This video adapted from ATETV features Monica Colòn, a medical electronics engineering technology major at Benjamin Franklin Institute of Technology. Monica is studying to be a biomedical technician, a job that will challenge her to operate and maintain electronic medical equipment that hospitals need to function. One of Monica’s instructors explains how his embedded processors class—a mix of lectures and hands-on labs—helps prepare students like Monica for their careers. The video also emphasizes that good communication skills, in addition to math and electronics know-how, are deemed very important by potential employers.
Combining traditional engineering expertise with an understanding of biological processes, biomedical technicians (also called biomedical equipment technicians, or BMETs) install, calibrate, maintain, and repair medical equipment used in hospitals and other healthcare settings. A BMET's role can literally be life saving, as the equipment he or she maintains is used by medical staff to diagnose, treat, or otherwise assist patients. Examples of such equipment include X-ray and magnetic resonance imaging (MRI) machines, computerized axial tomography (CAT) scanners, heart monitors, pacemakers, and laboratory analysis equipment.

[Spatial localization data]

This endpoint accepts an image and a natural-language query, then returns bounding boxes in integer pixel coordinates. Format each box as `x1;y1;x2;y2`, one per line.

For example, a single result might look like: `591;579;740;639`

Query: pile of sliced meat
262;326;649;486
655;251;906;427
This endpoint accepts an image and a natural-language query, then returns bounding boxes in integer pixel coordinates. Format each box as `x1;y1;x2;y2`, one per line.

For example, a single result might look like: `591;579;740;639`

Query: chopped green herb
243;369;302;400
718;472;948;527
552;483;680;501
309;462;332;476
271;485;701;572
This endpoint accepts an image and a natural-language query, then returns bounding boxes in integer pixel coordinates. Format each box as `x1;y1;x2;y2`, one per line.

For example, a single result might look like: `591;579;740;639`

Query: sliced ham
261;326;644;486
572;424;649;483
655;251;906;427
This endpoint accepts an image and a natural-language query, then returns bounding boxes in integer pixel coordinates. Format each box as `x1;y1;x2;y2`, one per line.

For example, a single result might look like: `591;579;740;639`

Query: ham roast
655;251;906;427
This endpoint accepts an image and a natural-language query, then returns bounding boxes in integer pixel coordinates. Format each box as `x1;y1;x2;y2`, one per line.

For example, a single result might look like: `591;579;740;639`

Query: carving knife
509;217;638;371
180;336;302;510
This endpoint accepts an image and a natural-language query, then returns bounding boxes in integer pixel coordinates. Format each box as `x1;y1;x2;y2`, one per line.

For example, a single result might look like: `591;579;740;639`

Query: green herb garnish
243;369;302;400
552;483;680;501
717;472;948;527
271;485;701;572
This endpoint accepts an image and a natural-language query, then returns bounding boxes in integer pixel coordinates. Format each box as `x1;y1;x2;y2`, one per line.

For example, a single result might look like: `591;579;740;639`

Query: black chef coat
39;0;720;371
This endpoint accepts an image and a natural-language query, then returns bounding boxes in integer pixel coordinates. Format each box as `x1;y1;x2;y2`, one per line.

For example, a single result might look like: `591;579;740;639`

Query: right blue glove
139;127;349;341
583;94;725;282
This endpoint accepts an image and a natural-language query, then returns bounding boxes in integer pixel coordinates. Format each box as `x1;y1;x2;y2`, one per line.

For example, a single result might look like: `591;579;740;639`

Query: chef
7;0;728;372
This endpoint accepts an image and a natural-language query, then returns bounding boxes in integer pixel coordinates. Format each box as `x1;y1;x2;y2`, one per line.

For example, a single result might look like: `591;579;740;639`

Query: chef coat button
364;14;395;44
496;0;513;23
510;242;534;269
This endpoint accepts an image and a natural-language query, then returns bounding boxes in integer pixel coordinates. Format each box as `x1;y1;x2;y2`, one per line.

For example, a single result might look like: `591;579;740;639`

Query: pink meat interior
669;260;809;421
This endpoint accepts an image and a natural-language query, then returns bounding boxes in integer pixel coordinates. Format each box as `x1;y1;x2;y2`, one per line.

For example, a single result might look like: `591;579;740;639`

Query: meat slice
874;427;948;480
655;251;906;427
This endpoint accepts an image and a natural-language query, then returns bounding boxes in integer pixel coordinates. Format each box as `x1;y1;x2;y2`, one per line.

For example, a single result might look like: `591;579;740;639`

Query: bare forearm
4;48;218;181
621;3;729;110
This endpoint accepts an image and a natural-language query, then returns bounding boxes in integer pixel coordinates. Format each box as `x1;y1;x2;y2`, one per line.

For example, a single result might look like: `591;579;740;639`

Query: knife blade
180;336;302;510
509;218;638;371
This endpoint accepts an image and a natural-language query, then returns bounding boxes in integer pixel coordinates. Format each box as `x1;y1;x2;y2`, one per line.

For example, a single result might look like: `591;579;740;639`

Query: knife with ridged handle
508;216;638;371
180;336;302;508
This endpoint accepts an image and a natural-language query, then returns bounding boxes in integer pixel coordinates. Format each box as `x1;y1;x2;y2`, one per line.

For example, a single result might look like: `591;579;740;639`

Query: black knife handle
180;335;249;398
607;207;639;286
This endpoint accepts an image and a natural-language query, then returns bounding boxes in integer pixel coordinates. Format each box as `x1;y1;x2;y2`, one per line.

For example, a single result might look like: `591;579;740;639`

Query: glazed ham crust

STUDY QUESTIONS:
1. According to the text on biomedical technicians, why can a BMET's role be life saving? Answer in one to three sentences.
2. In the text on biomedical technicians, what is the name of the school where Monica Colòn is a medical electronics engineering technology major?

ANSWERS TO THE TASKS:
1. A BMET's role can be life saving because the equipment a BMET maintains is used by medical staff to diagnose, treat, or otherwise assist patients.

2. Benjamin Franklin Institute of Technology